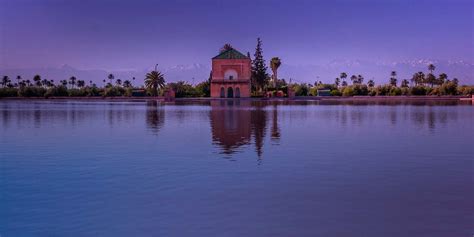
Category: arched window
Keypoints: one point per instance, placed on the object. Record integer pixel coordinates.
(222, 92)
(230, 92)
(230, 74)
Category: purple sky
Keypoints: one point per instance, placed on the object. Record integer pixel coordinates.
(117, 35)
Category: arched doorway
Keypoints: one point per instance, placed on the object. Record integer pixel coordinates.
(230, 92)
(222, 92)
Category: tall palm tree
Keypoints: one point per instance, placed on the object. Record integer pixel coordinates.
(154, 80)
(343, 77)
(275, 63)
(111, 77)
(431, 68)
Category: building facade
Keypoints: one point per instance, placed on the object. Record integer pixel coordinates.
(230, 76)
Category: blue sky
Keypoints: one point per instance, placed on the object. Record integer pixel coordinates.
(106, 34)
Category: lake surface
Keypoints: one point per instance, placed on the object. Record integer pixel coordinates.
(236, 168)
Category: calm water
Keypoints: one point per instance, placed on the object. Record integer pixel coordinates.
(243, 168)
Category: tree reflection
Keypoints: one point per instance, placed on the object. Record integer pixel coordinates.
(155, 116)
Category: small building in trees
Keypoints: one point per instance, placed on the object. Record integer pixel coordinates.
(230, 76)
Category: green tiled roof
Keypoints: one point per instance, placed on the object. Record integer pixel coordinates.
(230, 54)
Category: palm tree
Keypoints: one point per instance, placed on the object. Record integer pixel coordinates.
(343, 76)
(275, 63)
(72, 81)
(111, 77)
(431, 68)
(154, 80)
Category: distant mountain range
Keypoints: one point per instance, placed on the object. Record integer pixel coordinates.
(379, 72)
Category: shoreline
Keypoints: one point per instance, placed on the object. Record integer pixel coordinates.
(298, 98)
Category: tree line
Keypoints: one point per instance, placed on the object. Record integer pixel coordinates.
(262, 83)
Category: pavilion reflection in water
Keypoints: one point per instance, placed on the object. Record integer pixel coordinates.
(155, 116)
(236, 123)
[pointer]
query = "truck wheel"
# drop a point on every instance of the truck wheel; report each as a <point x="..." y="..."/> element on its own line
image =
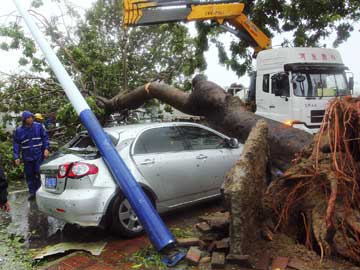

........

Problem statement.
Give an exact copy of the listing above that leaves out every picture.

Response.
Category: arched window
Keypoints: one point per instance, placed on the object. Record integer pixel coordinates.
(222, 92)
(230, 92)
(230, 74)
Category: purple sky
Keypoints: one point per instance, placed on the object. Record integer pixel coordinates.
(117, 35)
Category: arched doorway
Keypoints: one point per instance, placed on the object. Record integer pixel coordinates.
(230, 92)
(222, 92)
Category: tall palm tree
Keypoints: one point per instance, placed on the object. Record integer pixel coordinates.
(154, 80)
(343, 77)
(275, 63)
(111, 77)
(431, 68)
Category: building facade
Keypoints: one point per instance, placed on the object. Record integer pixel coordinates.
(230, 76)
Category: blue sky
Keypoints: one point per instance, placed on the object. Record integer pixel coordinates.
(106, 34)
Category: lake surface
Keypoints: one point per instance, placed on the object. Record integer pixel coordinates.
(236, 168)
Category: calm water
Keypoints: one point per instance, placed on the object. Record integer pixel coordinates.
(243, 168)
Category: tree reflection
Keypoints: one point per instance, placed on the object. Record integer pixel coordinates.
(155, 116)
Category: small building in trees
Keypoints: one point per instance, placed on the object. Record integer pixel coordinates.
(230, 76)
Category: green tiled roof
Keypoints: one point per instance, placed on the object. Record integer pixel coordinates.
(230, 54)
Category: palm tree
Keypoints: one point per instance, placed on the object. Record integer pixel coordinates.
(343, 76)
(275, 63)
(72, 81)
(111, 77)
(431, 68)
(154, 80)
Category: distant mountain range
Keypoints: one point per instance, placed on the object. Record integer pixel coordinates.
(379, 72)
Category: shoreline
Keypoints: one point per instance, placed on the object. Record integer pixel coordinates.
(298, 98)
Category: tree line
Keypoints: one point per instance, placed on the object. Record integer pixel coordinates.
(262, 83)
Category: pavilion reflection in water
Keypoints: one point per instance, placed on the object. Record integer pixel coordinates.
(155, 116)
(236, 123)
[pointer]
query = "truck wheel"
# drop a point on every instance of the truck wheel; report each as a <point x="..." y="..."/> element on its own line
image =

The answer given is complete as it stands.